(Document):
▽
Which reminds, when the plane was landing I had the Grandmom in Kumars at No 42 singing “Hare Parky, Hare Parky..” in my mind.
Anyway …

 

For one, what I am doing for summer is cool in the fullest definition of cool in my dictionary. What are you doing for summer? Oh just flaying to UK and am going to be writing an experimental garbage collector and some other things for Haskell at MSR. And maybe write a paper or two in the meanwhile, And maybe see a lot ok UK and some of Europe (the mainland) while I am at it.  That is cool. This is a little outside what I imagined possible a few years back.

 

I am sitting on the window sill of their first floor flat (not apartment). Opposite is a Indian restaurant that says “Chutney Balti House” – ha ha – what does that mean? I wonder if anyone in India would name their restaurant like that.

 

Tomorrow I visit MSR.

 

 

I have been at Cambridge for about three weeks now. MSR is wonderful. I got to shake hands with a Knight and Turing Award winner – Tony Hoare. Random people you get to meet over lunch are pretty much the reigning best in their fields in computer science. Its like you were an insect of some sort (when I say that I don’t mean anything hoopy like a butterfly or firefly – more like one of those little cricket like things) and you managed to crawl into the midst of a league of intellectual superheroes. It’s a lot like the old Justice League of America comics http://www.hyperborea.org/flash/jla.html (with the minor difference that there aren’t many Americans here).

 

Cambridge is a wonderful place too. Its just that I haven’t had time to write. Seen a bit of Cambridge, been to London, been to Peterborough, am going to Luton today. And the the computer science is intoxicating – along with other minor details like operas, wine, beer festivals etc. Joi di Vivre!
△
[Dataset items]
▽
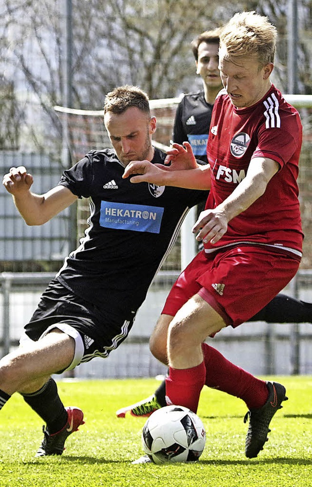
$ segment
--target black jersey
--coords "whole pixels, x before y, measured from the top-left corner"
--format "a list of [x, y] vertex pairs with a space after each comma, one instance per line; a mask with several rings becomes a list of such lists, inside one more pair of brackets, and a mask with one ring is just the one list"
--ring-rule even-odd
△
▽
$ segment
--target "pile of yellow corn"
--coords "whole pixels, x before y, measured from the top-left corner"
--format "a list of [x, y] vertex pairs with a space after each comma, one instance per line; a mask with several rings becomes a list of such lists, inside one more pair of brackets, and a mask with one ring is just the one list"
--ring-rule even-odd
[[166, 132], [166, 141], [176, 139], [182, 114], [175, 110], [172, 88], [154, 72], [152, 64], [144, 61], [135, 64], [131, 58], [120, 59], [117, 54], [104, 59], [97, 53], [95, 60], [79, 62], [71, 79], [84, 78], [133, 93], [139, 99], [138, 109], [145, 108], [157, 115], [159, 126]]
△
▽
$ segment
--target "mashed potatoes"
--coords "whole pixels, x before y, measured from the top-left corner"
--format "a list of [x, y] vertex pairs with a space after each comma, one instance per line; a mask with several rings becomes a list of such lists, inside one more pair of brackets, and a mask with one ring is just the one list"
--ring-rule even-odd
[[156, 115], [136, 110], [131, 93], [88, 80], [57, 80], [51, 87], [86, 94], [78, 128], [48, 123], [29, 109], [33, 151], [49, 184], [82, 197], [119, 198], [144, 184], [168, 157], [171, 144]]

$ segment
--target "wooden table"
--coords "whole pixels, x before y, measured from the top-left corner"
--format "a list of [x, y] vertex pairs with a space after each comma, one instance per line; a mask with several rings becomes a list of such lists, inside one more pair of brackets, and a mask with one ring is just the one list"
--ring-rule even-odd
△
(Written instruction 1):
Update the post from "Tomorrow I visit" up to and including "many Americans here).", replacing "lunch" with "dinner".
(Written instruction 2):
Do these statements agree with the post? (a) The writer has been at Cambridge for about three weeks. (b) The writer says there are many Americans at MSR. (c) The writer shook hands with Tony Hoare.

(Expected answer 1):
Tomorrow I visit MSR.

 

 

I have been at Cambridge for about three weeks now. MSR is wonderful. I got to shake hands with a Knight and Turing Award winner – Tony Hoare. Random people you get to meet over dinner are pretty much the reigning best in their fields in computer science. Its like you were an insect of some sort (when I say that I don’t mean anything hoopy like a butterfly or firefly – more like one of those little cricket like things) and you managed to crawl into the midst of a league of intellectual superheroes. It’s a lot like the old Justice League of America comics http://www.hyperborea.org/flash/jla.html (with the minor difference that there aren’t many Americans here).

(Expected answer 2):
(a) Yes: "I have been at Cambridge for about three weeks now."
(b) No: "there aren’t many Americans here"
(c) Yes: "I got to shake hands with a Knight and Turing Award winner – Tony Hoare."